■ DATA TO USE:
┄┄┄┄┄┄┄┄┄┄┄┄┄┄┄┄┄┄┄┄

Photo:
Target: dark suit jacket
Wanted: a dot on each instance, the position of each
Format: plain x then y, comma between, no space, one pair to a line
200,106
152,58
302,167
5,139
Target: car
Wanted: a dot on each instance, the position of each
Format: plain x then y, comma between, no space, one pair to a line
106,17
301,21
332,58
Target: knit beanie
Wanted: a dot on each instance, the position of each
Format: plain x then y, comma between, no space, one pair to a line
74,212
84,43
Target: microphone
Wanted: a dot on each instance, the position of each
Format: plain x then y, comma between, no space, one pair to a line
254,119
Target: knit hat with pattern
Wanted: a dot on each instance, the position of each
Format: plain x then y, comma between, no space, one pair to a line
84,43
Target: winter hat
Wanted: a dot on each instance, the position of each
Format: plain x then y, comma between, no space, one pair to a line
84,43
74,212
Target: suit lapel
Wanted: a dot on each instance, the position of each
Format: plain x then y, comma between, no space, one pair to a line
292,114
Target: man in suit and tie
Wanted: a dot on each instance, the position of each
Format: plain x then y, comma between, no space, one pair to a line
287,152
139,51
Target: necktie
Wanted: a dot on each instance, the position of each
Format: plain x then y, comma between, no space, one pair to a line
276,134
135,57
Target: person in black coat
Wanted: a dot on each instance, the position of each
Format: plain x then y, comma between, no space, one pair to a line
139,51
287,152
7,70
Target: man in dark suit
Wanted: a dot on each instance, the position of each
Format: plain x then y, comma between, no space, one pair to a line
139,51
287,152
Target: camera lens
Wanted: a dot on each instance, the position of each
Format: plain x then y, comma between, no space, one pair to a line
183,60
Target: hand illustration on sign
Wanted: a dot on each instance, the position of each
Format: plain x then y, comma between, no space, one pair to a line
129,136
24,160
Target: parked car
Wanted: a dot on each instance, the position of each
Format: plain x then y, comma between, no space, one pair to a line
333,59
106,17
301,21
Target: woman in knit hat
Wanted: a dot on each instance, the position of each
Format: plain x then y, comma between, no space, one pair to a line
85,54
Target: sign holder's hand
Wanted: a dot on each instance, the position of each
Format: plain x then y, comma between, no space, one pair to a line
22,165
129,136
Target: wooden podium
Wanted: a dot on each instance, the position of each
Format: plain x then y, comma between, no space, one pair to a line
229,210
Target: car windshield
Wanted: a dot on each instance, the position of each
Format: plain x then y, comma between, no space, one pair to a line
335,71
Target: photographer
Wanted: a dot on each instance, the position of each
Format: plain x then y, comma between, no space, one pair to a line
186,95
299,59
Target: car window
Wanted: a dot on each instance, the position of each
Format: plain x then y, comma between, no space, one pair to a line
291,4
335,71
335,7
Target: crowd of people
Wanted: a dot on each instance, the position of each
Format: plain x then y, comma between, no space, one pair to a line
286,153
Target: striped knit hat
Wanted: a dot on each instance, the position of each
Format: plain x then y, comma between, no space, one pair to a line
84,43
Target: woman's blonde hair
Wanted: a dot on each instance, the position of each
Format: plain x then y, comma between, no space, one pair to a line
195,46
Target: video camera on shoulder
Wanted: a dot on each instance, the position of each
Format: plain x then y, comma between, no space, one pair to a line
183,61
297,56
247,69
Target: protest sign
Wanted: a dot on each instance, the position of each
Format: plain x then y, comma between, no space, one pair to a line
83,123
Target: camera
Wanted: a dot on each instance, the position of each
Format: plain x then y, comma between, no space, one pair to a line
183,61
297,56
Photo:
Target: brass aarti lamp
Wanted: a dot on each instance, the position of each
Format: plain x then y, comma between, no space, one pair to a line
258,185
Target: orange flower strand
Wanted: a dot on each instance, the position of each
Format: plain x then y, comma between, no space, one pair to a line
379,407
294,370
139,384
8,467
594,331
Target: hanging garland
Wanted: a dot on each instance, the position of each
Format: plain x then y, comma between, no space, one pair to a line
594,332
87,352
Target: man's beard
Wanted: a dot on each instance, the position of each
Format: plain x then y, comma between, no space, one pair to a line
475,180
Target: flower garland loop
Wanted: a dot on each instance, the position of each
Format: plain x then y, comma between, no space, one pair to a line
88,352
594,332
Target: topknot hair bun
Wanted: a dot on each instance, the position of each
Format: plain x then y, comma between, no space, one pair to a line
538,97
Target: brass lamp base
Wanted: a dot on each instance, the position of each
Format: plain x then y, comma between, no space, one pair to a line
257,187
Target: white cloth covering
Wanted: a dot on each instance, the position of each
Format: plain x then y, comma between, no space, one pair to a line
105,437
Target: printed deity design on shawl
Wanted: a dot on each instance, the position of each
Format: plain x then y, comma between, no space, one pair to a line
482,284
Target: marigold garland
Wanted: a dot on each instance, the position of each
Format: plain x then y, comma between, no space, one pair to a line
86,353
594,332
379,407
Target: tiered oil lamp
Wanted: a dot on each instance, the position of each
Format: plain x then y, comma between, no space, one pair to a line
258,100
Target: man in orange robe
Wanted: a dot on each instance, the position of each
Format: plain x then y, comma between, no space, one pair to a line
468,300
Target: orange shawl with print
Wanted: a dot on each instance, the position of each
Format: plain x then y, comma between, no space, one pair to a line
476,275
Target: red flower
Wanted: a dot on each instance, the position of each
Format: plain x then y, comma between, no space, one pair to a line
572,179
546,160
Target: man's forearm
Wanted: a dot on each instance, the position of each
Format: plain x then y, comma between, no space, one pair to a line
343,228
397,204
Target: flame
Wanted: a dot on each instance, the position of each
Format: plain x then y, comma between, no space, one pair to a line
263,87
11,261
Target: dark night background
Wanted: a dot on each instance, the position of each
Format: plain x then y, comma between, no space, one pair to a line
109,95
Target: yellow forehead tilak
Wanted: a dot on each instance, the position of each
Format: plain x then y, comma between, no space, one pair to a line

┄┄┄┄┄┄┄┄┄┄┄┄┄┄┄┄┄┄┄┄

The lines above that hold the string "garland" are to be located and copied.

■ EXERCISE RESPONSE:
Target: hanging garland
Target: flower garland loop
Target: marigold garland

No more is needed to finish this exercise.